* **Short task**
Below are some records; repeat them all exactly, minus the pictures.

########################################

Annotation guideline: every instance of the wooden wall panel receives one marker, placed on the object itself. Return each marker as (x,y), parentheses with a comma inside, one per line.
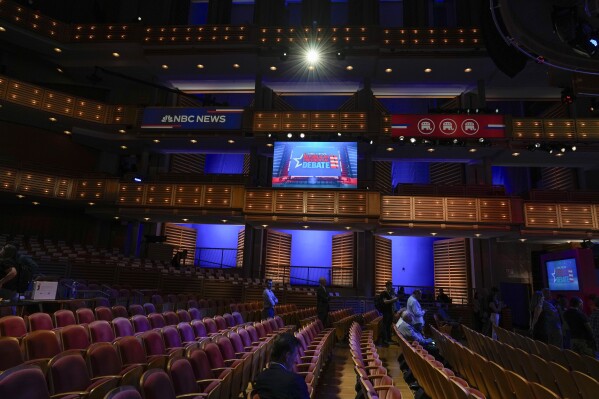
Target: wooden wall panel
(451,268)
(383,265)
(343,260)
(182,238)
(278,256)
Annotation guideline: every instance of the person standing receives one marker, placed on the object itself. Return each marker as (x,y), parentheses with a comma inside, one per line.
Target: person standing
(270,300)
(278,381)
(322,302)
(388,298)
(414,307)
(581,335)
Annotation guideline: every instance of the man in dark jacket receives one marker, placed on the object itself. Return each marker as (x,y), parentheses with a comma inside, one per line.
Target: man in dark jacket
(279,381)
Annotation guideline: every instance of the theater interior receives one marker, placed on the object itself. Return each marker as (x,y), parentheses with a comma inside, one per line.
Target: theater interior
(434,144)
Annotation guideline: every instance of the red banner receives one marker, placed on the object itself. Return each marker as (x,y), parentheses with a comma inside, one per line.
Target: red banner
(448,126)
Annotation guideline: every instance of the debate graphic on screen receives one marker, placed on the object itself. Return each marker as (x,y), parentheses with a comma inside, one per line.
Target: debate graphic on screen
(562,275)
(315,164)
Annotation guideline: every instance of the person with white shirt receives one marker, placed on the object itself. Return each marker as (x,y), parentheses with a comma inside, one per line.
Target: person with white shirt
(414,308)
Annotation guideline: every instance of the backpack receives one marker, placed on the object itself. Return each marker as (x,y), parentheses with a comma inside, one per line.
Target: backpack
(379,303)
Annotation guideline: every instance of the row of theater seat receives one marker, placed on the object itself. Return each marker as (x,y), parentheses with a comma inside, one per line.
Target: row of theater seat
(437,381)
(514,364)
(243,349)
(564,357)
(373,380)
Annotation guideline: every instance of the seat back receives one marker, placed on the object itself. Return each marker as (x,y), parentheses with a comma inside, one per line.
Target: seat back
(64,317)
(23,382)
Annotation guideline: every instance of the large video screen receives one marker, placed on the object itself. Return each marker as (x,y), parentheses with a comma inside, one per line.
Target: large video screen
(315,165)
(562,275)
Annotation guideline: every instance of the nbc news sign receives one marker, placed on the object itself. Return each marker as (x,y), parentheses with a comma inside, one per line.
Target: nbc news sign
(192,118)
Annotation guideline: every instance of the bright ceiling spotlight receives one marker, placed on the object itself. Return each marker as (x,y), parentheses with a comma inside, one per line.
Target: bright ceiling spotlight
(312,56)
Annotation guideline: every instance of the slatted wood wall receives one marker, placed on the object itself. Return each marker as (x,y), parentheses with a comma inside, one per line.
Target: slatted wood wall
(343,259)
(446,173)
(383,266)
(183,238)
(557,178)
(278,256)
(188,163)
(451,267)
(240,246)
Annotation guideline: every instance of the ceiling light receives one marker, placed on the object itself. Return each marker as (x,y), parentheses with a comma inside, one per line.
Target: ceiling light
(312,56)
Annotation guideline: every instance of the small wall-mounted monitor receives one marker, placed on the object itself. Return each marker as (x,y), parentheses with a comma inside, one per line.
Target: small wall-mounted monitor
(315,165)
(562,274)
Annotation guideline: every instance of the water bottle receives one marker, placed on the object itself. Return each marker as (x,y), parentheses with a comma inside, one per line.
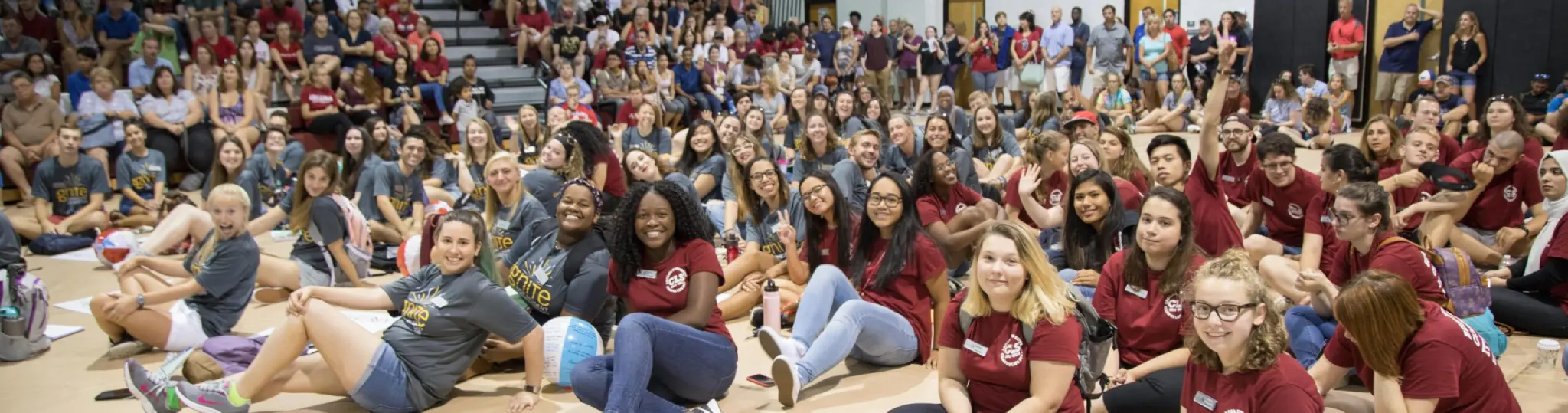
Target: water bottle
(770,305)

########################################

* **Result of the exercise**
Annotation guideline: every instance of the wooden wall panel receives one marker, placed on the object itself. Return each marker as (x,y), parentheses with a comma inside, one per line.
Target: wooden wall panel
(451,268)
(383,265)
(343,260)
(182,238)
(278,256)
Annotation guideline: every instance of the person standing receives one marker, placed on the object itself. Return each marker as (x,y), parentheses with a comma inside, one per line.
Target: person standing
(270,300)
(278,381)
(322,302)
(388,298)
(414,307)
(581,335)
Annotation guideline: every instance of the man in dark jacket receives one marker, placed on the object itself. Return each marker as (x,y), parentheses with a comma inside, one per line.
Target: man in dark jacket
(279,381)
Annotation guideline: every instance of the theater interior receives one marker, placed on the object itself. Return each marker as (x,y), parentheses with a comma inside, one per line.
Target: theater interior
(434,144)
Annotation guideline: every instance of the red banner receives one marker, placed on the object itself. Return each marker as (x,y), parentheses with a comma inside, one per line.
Target: red banner
(448,126)
Annotation guideline: every instance of the debate graphic on screen receives one marker, placed on the object itself. Return each marker as (x,y), parentheses with a comma inside, one per line.
Target: debate graphic on screen
(562,275)
(315,164)
Annotation guideline: every instance of the person with white shirt receives one marker, placed on the object itself. Return each marker as (x,y), parentheses with a comma inside, one per line.
Target: person with white shirt
(414,308)
Annotation guideline: every instance of the backpack receives one marker, placed on the object itself. Return each marker as (x,y), parentheses with a comma inside, one per line.
Target: backpack
(379,303)
Annotation guideline: every instance of the row of theater seat receives one marker, placed on the object itself. Return each marker as (x,y), parentheses with a comma inside, one per line.
Target: row of theater seat
(437,381)
(514,364)
(243,349)
(564,357)
(373,380)
Annotation guideline: every instance of the seat back receives one marker, placed on the object itself. Return each marker as (x,y), parentheses with a comma inside, one per line.
Target: seat back
(64,317)
(23,382)
Annotation guideline: every instance of the large video screen receives one marker, placed on the object itself. Return each marker as (x,y), parentheses with a comma inside, one per line.
Target: large video screen
(315,165)
(562,275)
Annotation guideline: every instance of the nbc news sign receives one marker, placed on the object itself. Return each marker as (x,y), parentheses with a comma inside, one per line.
Target: nbc news sign
(192,118)
Annotation guideline: every instance of the bright ceiling spotlight receives one marker, placed on the object itself. Return each marker as (x,y), parentheses with a comma inside, one per line.
Target: bright ceiling spotlight
(312,56)
Annotation guideline: every instance of the slatted wood wall receives one marker, placed on the object itself. Return each marker as (x,y), parentheses with a comma inside, one per line.
Target: slatted wood wall
(343,259)
(446,173)
(383,266)
(183,238)
(557,178)
(278,256)
(188,163)
(451,267)
(240,246)
Annotation guideline: every instance of the ceiling light receives one marker, placed on the object itself. Return each marker as (x,y), parentheses with a comma inside, one per line.
Target: ceiling light
(312,56)
Annotation guideline: every instance of the small wall-mounted monitor receives one marker, placed on the object itself. Return each marker as (x,y), parentheses with a comma inside, one per line.
Target: small wall-mounted monitor
(315,165)
(562,274)
Annotation guideline: every instance of the water bottle receives one marker, placed on the object itself. Return each marker as (x,y), parentheses with a comma inside, one per line.
Target: water bottle
(770,305)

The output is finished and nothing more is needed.